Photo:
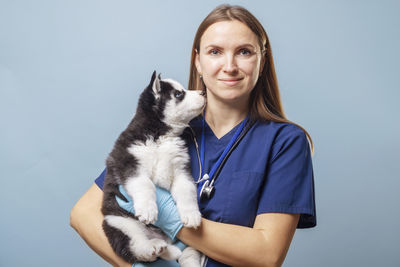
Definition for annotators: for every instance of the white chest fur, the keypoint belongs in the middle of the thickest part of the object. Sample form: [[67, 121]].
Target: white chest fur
[[160, 159]]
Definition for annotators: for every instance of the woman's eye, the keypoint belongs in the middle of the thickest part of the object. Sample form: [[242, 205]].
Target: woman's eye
[[178, 94], [213, 52], [245, 52]]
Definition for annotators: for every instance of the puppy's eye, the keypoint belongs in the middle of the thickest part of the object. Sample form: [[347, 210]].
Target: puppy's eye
[[179, 94]]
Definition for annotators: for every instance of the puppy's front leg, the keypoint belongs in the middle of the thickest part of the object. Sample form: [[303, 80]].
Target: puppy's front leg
[[184, 192], [143, 192]]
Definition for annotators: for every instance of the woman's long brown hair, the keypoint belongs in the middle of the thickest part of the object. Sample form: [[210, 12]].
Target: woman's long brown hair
[[265, 101]]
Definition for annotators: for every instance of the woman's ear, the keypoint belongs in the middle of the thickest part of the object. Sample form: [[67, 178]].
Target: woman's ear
[[197, 61], [262, 63]]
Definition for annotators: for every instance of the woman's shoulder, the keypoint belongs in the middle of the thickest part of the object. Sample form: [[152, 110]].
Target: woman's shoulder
[[280, 130]]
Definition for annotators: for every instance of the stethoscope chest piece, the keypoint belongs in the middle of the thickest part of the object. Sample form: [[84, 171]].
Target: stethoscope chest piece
[[207, 191]]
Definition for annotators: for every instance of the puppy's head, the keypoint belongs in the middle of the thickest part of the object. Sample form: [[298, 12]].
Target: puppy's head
[[177, 105]]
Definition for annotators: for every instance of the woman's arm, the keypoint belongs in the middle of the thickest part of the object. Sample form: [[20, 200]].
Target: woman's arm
[[266, 244], [86, 218]]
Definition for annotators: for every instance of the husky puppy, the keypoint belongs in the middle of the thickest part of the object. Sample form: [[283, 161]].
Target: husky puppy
[[150, 152]]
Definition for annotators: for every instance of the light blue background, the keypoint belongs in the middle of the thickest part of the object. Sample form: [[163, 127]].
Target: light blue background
[[71, 73]]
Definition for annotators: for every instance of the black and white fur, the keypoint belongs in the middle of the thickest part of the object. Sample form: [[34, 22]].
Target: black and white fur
[[149, 152]]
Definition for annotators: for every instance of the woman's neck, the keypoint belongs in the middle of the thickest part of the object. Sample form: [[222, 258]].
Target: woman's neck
[[223, 117]]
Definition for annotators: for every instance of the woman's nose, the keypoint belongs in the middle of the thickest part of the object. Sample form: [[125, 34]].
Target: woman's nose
[[230, 64]]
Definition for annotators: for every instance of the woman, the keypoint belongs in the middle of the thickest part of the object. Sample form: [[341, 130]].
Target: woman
[[265, 190]]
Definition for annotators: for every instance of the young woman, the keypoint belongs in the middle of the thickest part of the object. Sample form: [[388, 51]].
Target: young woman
[[265, 189]]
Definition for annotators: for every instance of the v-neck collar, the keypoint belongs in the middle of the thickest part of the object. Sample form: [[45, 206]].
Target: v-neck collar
[[223, 140]]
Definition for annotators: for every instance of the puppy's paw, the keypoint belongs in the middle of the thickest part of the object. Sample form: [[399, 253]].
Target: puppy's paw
[[150, 250], [171, 253], [191, 218], [147, 213]]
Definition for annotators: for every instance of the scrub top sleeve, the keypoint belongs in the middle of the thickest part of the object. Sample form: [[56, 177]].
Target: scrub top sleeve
[[100, 180], [289, 182]]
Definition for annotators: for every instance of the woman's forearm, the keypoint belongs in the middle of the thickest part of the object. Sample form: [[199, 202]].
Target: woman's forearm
[[86, 218], [243, 246]]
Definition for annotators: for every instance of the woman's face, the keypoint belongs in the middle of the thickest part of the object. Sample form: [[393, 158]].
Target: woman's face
[[229, 60]]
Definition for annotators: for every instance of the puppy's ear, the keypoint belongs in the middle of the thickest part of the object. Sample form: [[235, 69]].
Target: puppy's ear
[[156, 86]]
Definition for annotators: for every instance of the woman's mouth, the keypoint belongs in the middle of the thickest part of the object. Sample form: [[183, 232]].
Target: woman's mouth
[[231, 82]]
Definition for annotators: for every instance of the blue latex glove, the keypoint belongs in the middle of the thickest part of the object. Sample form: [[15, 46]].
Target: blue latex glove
[[161, 262], [168, 219]]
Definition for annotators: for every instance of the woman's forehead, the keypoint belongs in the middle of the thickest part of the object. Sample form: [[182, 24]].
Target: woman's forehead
[[232, 32]]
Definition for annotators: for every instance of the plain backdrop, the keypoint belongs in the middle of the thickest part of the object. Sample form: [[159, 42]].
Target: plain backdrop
[[71, 73]]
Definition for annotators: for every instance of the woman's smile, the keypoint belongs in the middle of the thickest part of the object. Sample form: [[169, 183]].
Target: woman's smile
[[231, 81]]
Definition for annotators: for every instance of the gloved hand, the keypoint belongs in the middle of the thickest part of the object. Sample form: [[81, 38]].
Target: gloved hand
[[168, 217], [161, 262]]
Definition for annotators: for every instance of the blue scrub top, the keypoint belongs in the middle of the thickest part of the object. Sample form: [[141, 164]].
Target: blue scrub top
[[269, 171]]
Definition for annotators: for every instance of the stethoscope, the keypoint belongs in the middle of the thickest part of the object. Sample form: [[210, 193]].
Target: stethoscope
[[207, 189]]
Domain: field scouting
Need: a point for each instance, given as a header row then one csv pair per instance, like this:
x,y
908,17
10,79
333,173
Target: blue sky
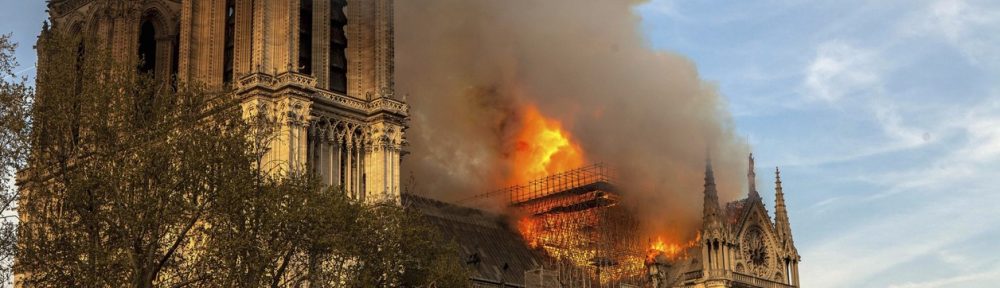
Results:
x,y
884,116
885,119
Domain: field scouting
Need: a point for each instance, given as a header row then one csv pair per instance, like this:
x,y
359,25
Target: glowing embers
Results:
x,y
542,147
660,251
587,230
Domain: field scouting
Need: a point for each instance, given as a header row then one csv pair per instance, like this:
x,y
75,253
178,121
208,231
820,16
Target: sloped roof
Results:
x,y
493,251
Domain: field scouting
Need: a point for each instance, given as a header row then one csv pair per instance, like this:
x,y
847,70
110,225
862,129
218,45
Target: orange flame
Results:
x,y
672,251
542,148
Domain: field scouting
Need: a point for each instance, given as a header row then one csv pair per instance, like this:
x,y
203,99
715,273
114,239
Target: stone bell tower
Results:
x,y
320,70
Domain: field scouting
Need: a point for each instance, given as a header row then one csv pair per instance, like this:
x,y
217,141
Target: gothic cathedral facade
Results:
x,y
322,70
739,246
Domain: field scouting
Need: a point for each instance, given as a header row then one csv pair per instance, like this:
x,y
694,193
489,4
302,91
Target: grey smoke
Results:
x,y
467,65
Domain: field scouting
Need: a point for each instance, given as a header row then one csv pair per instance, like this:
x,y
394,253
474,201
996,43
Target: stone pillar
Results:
x,y
348,184
795,271
292,146
338,161
304,145
705,259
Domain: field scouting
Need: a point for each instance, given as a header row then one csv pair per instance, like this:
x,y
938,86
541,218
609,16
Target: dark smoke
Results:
x,y
467,65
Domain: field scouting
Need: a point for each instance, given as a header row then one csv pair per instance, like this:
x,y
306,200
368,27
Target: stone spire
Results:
x,y
780,213
712,219
752,180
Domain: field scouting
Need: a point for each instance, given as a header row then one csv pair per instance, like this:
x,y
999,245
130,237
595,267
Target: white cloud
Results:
x,y
969,26
839,70
981,279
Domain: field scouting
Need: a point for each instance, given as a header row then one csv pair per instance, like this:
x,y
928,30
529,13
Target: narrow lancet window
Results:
x,y
230,42
305,37
338,44
147,48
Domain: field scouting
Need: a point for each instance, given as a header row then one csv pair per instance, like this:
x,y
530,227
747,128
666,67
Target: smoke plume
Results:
x,y
470,66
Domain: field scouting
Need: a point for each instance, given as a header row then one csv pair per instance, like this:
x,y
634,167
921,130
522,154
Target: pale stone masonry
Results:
x,y
323,69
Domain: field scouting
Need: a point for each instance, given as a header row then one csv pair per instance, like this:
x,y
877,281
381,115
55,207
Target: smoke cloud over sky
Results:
x,y
471,67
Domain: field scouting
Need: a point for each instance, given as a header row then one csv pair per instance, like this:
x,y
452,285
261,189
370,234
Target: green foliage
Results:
x,y
132,183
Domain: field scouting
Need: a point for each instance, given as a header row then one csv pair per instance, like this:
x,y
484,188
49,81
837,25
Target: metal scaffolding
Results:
x,y
575,217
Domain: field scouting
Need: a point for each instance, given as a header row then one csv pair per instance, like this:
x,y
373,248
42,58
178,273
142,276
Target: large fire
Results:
x,y
542,147
672,251
584,227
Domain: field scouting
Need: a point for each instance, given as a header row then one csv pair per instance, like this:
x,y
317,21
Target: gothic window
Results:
x,y
174,59
305,37
147,48
230,42
338,46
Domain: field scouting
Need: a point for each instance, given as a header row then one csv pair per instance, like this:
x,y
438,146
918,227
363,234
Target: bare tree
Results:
x,y
15,126
132,183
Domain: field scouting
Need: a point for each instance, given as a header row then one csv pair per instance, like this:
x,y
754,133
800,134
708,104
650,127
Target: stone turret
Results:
x,y
711,219
781,224
752,180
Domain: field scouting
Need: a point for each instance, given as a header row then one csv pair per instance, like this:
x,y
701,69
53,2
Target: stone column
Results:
x,y
337,162
706,260
348,183
293,133
795,271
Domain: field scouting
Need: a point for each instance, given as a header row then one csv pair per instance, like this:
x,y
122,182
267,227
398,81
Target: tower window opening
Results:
x,y
147,48
305,36
230,42
338,45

___

- WHAT IS BEING ASKED: Please render the material as a Markdown table with the columns Row and Line, beginning at the line that has "form: [[182, 24]]." and stopping after the line that has "[[232, 32]]". Number each row, skip any blank lines, and include no other lines.

- EXERCISE RESPONSE:
| Row | Line |
|---|---|
| 1 | Definition for annotators: for every instance of the woman's forehead, the keypoint belongs in the middle of the thickest part of the object. Sample form: [[182, 24]]. |
| 2 | Target: woman's forehead |
| 3 | [[232, 32]] |